Zbigniew Brzezinski, The Grand Chessboard (1997)

El rápido suceder de eventos en Ucrania revela que lo que está en juego ha escalado a niveles imprevisibles para la Unión Europea y Rusia. Y es que lo que comenzó como protestas ante la negativa del gobierno de suscribir un Acuerdo de Asociación con la Unión Europea –con obvia presión rusa– se transformó en sólo semanas en un firme rechazo al gobierno del destituido Presidente Viktor Yanukovych. Pero, sobre todo, refleja un repudio a la supeditación de los límites de la política en Ucrania a Moscú.

Años atrás, en 2004, en lo que fue la revolución naranja, los ucranianos se volcaron a las calles para reclamar una elección presidencial robada con la esperanza de integrarse la Unión Europea prontamente. La calle ganó, sin derramamiento de sangre. Casi diez años después, la movilización más bien versa sobre el miedo de no poder acercarse a Europa nunca; la gente sabe que Ucrania no ingresará a la UE en un corto plazo. El Acuerdo de Asociación –que al final de cuentas es un TLC con aspectos políticos y sociales– era, al menos, un camino para conservar la esperanza.

[cita]En Octubre, el embajador norteamericano ante Ucrania describía las grandes oportunidades de que el país se alinease con los Estados Unidos. Nada podría ser más caótico. Cheques en blanco que tienen el potencial de crear un conflicto de proporciones. Por tal razón es tan delicada la resolución de la crisis política y los equilibrios posteriores en política exterior. La destitución de Yanukovych no es el fin de la crisis, sino más bien el comienzo de un complicado balance de intereses.[/cita]

La revolución naranja, si sirve para comprender los sucesos de hoy, refleja que los ucranianos no pueden confiar en sus líderes políticos, pero que cientos de miles de manifestantes en la Plaza de la Independencia pueden actuar, llegadas las circunstancias, como poder de veto –un efectivo último recurso, pero esta vez letal–.

La explícita disputa por Ucrania

La gran diferencia es que hoy Ucrania ha perdido ambigüedad geográfica ante las tensiones internas y externas en la definición de un ordenado desenlace final, o para un potencial caos interno. La post-Guerra Fría tácitamente implicó que Ucrania estaría dividida en un este pro-ruso y un oeste anti-ruso (o pro-europeo) y que movimientos radicales, eventualmente, tensarían al país en dos. La aparente necesidad de una definición hoy, entre este u oeste, ha dejado atrás la precaria pero estable división interna.

Ucrania depende de Rusia y de la UE: sus trabajadores migratorios van al este y oeste, y los oligarcas mantienen ahorros en dos canastas (al menos). Políticamente, Ucrania es un poco de dos mundos: corrupta, desordenada e ineficiente, pero más pluralista y abierta que Rusia o Bielorrusia. De sus políticos es difícil saber qué quieren, pero se puede anticipar hasta dónde pueden llegar. Promesas sin compromisos son el ingrediente principal de esta delicada estabilidad.

:: Material de origen ::
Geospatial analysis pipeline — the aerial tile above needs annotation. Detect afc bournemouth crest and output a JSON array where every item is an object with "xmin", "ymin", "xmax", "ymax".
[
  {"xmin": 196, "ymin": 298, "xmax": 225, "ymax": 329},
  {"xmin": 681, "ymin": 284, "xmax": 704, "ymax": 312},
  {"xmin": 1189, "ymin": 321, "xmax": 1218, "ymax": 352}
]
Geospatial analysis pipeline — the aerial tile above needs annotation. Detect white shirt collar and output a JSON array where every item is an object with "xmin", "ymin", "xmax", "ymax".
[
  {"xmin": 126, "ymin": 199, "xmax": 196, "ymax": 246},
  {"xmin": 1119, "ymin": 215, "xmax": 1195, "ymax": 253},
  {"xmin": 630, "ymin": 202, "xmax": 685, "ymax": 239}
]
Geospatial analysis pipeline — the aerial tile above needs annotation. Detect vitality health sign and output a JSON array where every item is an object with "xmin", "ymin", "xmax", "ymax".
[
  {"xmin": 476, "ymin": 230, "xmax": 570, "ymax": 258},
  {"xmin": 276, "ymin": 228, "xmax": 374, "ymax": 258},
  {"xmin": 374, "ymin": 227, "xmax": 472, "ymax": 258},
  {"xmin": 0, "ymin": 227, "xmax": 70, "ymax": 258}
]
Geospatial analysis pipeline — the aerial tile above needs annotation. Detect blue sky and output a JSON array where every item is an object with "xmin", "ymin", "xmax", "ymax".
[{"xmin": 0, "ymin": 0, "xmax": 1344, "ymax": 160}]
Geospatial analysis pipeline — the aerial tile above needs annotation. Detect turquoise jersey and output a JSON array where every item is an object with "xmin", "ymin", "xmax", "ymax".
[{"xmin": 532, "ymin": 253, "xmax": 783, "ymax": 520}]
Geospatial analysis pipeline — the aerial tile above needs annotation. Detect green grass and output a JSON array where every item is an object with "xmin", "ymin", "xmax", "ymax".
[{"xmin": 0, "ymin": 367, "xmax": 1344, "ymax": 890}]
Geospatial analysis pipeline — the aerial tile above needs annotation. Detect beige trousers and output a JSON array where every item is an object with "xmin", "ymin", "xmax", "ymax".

:: Tarea requerida 1 ::
Cambia "aerial tile" por "satellite image" en las filas, desde la línea que contiene "annotation. Detect blue" hasta el final de las filas, ambas incluidas. Reproduce solo esas líneas y deja todo lo demás sin modificar.
:: Tarea requerida 2 ::
Retoma el texto sobre la crisis en Ucrania y continúalo a partir de su última oración.

:: Respuesta a la tarea 1 ::
Geospatial analysis pipeline — the satellite image above needs annotation. Detect blue sky and output a JSON array where every item is an object with "xmin", "ymin", "xmax", "ymax".
[{"xmin": 0, "ymin": 0, "xmax": 1344, "ymax": 160}]
Geospatial analysis pipeline — the satellite image above needs annotation. Detect turquoise jersey and output a JSON array where every item is an object with "xmin", "ymin", "xmax", "ymax".
[{"xmin": 532, "ymin": 253, "xmax": 783, "ymax": 520}]
Geospatial analysis pipeline — the satellite image above needs annotation. Detect green grass and output a JSON array where every item is an object with "xmin", "ymin", "xmax", "ymax".
[{"xmin": 0, "ymin": 367, "xmax": 1344, "ymax": 890}]
Geospatial analysis pipeline — the satellite image above needs annotation. Detect beige trousers and output a JSON array where every item is an object with "xmin", "ymin", "xmax", "ymax".

:: Respuesta a la tarea 2 ::
Esta vez, sin embargo, la crisis hizo emerger a Ucrania como un activo a disputar entre la UE y Rusia (más la interesada parte norteamericana). La UE subestimó el poder blando de su Política Europea de Vecindario (European Neighbourhood Policy), fruto del fuerte atractivo político de la Unión ante su débil despliegue diplomático. Esto es notorio, en particular respecto al subdesarrollado este de Europa y las esperanzas de las poblaciones en incrementar su calidad de vida al integrar la Unión.

Según Ivan Krastev (Project Syndicate, 2013), en algún momento todos comprendieron mal a Ucrania. Los políticos europeos hicieron entender al Kremlin que Ucrania no era tan importante para la UE; Rusia, en respuesta, no sólo se esforzó en que Kiev se desviase de la UE, sino que buscó capturarlo para su proyecto de integración, la Comunidad Económica de Eurasia (EurAsEc). Rusia también calculó mal. La escala de las protestas tomó a Moscú por sorpresa, porque las autoridades nunca han considerado a la sociedad civil como un actor independiente en política, y también fallaron en percibir el consenso europeo en la sociedad ucraniana. En lo que Rusia sí acertó es en la predisposición de Yanukovych para usar la fuerza para mantener el poder, aunque no tanto en que la represión duraría relativamente poco, y que la presión social forzaría al Parlamento a deponer al Presidente.

¿De regreso a la Guerra Fría?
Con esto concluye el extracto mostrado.